WORK REQUIRED:
An exact transcription of the entries is required, with no images included.

(Saved entries)

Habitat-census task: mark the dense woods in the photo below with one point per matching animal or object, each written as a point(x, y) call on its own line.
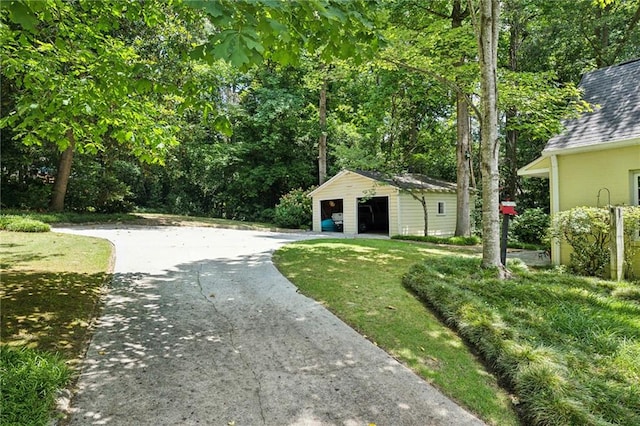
point(220, 108)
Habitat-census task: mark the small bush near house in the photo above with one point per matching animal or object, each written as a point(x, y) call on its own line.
point(530, 227)
point(586, 230)
point(294, 210)
point(22, 224)
point(29, 381)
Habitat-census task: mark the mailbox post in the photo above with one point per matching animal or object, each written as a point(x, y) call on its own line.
point(507, 209)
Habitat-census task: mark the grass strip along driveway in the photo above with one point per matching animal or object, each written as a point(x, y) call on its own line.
point(360, 281)
point(51, 288)
point(568, 347)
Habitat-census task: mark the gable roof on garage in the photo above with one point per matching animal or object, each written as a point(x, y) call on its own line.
point(406, 181)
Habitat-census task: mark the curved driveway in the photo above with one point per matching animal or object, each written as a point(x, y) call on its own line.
point(200, 328)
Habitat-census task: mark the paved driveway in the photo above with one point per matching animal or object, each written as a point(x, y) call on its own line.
point(200, 328)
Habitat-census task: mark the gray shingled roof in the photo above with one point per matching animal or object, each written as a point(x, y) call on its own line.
point(615, 93)
point(410, 181)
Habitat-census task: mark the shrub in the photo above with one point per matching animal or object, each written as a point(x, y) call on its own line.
point(22, 224)
point(586, 230)
point(531, 226)
point(294, 210)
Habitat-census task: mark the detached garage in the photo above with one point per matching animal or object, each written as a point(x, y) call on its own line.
point(356, 202)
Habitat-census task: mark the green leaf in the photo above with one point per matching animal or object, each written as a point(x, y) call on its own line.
point(21, 14)
point(223, 125)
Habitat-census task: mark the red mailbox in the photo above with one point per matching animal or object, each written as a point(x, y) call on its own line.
point(508, 208)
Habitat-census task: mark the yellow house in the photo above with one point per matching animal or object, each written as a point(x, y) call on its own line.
point(595, 161)
point(356, 202)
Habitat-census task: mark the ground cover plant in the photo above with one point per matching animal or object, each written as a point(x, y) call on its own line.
point(22, 224)
point(456, 241)
point(29, 380)
point(568, 346)
point(72, 217)
point(51, 287)
point(361, 282)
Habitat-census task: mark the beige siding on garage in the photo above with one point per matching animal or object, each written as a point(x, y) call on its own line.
point(413, 216)
point(350, 186)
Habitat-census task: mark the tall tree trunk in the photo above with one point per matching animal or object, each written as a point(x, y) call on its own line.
point(425, 212)
point(463, 171)
point(62, 175)
point(322, 141)
point(516, 23)
point(488, 29)
point(463, 151)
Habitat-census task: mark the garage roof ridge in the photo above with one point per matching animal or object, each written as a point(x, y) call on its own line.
point(410, 181)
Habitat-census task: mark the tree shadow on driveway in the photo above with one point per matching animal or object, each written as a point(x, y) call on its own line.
point(225, 341)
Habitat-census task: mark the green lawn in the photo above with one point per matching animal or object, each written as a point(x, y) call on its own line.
point(51, 288)
point(361, 282)
point(567, 347)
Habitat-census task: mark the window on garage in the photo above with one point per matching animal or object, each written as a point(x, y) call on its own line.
point(331, 212)
point(373, 215)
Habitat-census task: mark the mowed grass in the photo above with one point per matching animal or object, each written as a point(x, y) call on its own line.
point(51, 287)
point(568, 346)
point(361, 282)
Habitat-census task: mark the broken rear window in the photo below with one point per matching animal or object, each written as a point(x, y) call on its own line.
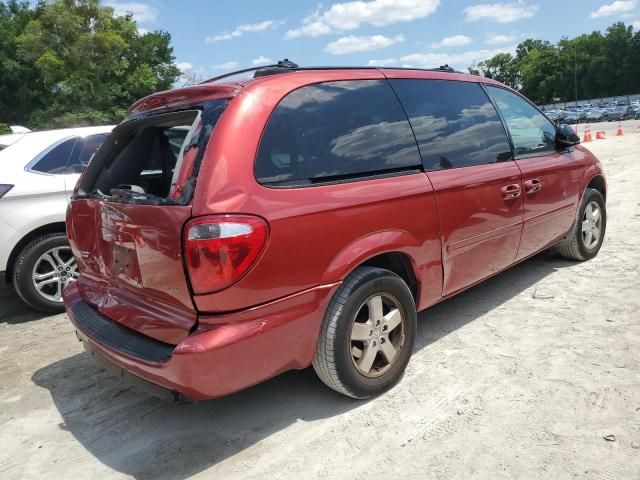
point(153, 159)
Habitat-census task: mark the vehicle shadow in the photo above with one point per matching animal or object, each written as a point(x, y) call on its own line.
point(140, 436)
point(13, 310)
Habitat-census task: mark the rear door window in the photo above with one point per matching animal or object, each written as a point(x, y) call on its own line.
point(531, 132)
point(455, 123)
point(334, 131)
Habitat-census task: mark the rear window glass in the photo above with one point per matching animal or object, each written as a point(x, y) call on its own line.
point(83, 151)
point(335, 130)
point(54, 159)
point(455, 123)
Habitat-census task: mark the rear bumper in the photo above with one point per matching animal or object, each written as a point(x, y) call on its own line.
point(226, 354)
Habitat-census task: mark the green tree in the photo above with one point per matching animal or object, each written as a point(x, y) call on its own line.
point(588, 66)
point(86, 65)
point(502, 68)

EXERCISE RESULT:
Habitat-census task: mark the dense woods in the photo below with one point per matching animal or object, each written as a point(x, y) call on its own line.
point(220, 108)
Habitat-census task: mark the small bush near house in the photo above with one point per matching animal or object, each written as a point(x, y) call on its own line.
point(530, 227)
point(586, 230)
point(294, 210)
point(22, 224)
point(29, 381)
Habitat-census task: mark the mailbox post in the photo above with one point per matching animal or object, each written as a point(x, y) call on its own line.
point(507, 209)
Habitat-census task: mark the grass strip along driveway in the photo above with one point per matching animal or object, each written as a point(x, y) call on its own line.
point(360, 281)
point(51, 288)
point(568, 347)
Habitat-census task: mark the gable roof on garage in the photo above with one point per matching animal or object, each written as a point(x, y) call on its own line.
point(406, 181)
Habitat-census task: mark the curved driveway in the photo above with one point per matching animal or object, each written as a point(x, y) call on its own line.
point(200, 328)
Habitat-census task: mark the paved driveway in the photo above with one point per matching animal or object, each written as a point(x, y) call on its own line.
point(200, 328)
Habitat-census task: mark the gray shingled roof in the photo above with one point per matching animal or object, each written as a point(x, y) call on its own line.
point(615, 93)
point(410, 181)
Habitat-census task: mark the shrub in the photo above with one point per matching animal or object, each written as a point(x, y) call on its own line.
point(22, 224)
point(586, 230)
point(531, 226)
point(294, 210)
Habitat-census task: mark the detached garage in the photo above with one point per matching animal or object, each written as a point(x, y) call on its own line.
point(356, 202)
Habitat-census task: mark the green leaf in the photo above with one point per matching animal or object, each written as a point(x, y) call on its own line.
point(21, 14)
point(223, 125)
Habitat-census task: mark the red mailbox in the photo above with one point per matching animal or object, each written as a point(x, y) call on its own line.
point(508, 208)
Habitat-census task: mark the yellow house in the photo above with one point per matching animal or object, each written as a point(x, y) call on its own line.
point(595, 161)
point(356, 202)
Habitat-census task: mark the ground cover plant in the photo above with one point per matching animal or object, each written as a point(x, y) call on its own line.
point(22, 224)
point(456, 241)
point(29, 380)
point(568, 346)
point(72, 217)
point(51, 287)
point(361, 282)
Habitat-census task: mark the beige siding on garage in the photo above with one point per matching animal or object, each written as a point(x, y) call on its own line.
point(413, 216)
point(350, 186)
Habitat-census task: mark the tall tree trunk in the photo above with one point per matching animal or object, each written as a point(x, y) call on its own line.
point(425, 212)
point(463, 171)
point(62, 175)
point(322, 141)
point(516, 23)
point(488, 29)
point(463, 151)
Habitat-census task: mark the garage roof ridge in the photo above with one point per matching animal or object, each written as a point(x, y) call on its own line.
point(410, 181)
Habitat-census task: mark the tree shadow on driveway in the photo above with one point per matching animal or object, each written as a point(x, y) call on its own line.
point(225, 341)
Habitat-census task: mark the green lawn in the photo above with one point per matching animal or object, each written as a point(x, y) call on its own line.
point(51, 288)
point(361, 282)
point(567, 347)
Habitat-census task: mark the window on garage in the photo above with one point per matching animal or object, each written as a point(x, y) call on its own line.
point(331, 212)
point(373, 215)
Habitat-census task: mark the mowed grass in the photo above with one point per matching animal or object, each written as a point(x, y) call on its own line.
point(51, 287)
point(568, 346)
point(361, 282)
Habitat-census task: mark the broken rear window in the photo below with one point per matching animal or object, each written as a point(x, y) call on its own line.
point(153, 159)
Habitat-census task: mark the vehicle shadow in the photo above with one point per matching animal or object, each written as a point(x, y) call on its own line.
point(140, 436)
point(13, 310)
Habitat-census task: mark the rear door window in the photo above with one point per matching animal or object, each written as a point(x, y) call on its own line.
point(531, 132)
point(455, 123)
point(334, 131)
Habitat-census task: mark the rear window glass in the photo above with one point per matching animal or object, each written as a point(x, y) call on its own line.
point(83, 151)
point(335, 130)
point(54, 159)
point(455, 123)
Habitat-census task: mark the rear bumper in the photo above with one point per matching animal or object, each written as a point(x, y) call on its own line.
point(226, 354)
Habitat-census task: mark the green tree in the photo above with one point per matching animal or object, each written as a point(x, y) call on its own line.
point(588, 66)
point(86, 65)
point(502, 68)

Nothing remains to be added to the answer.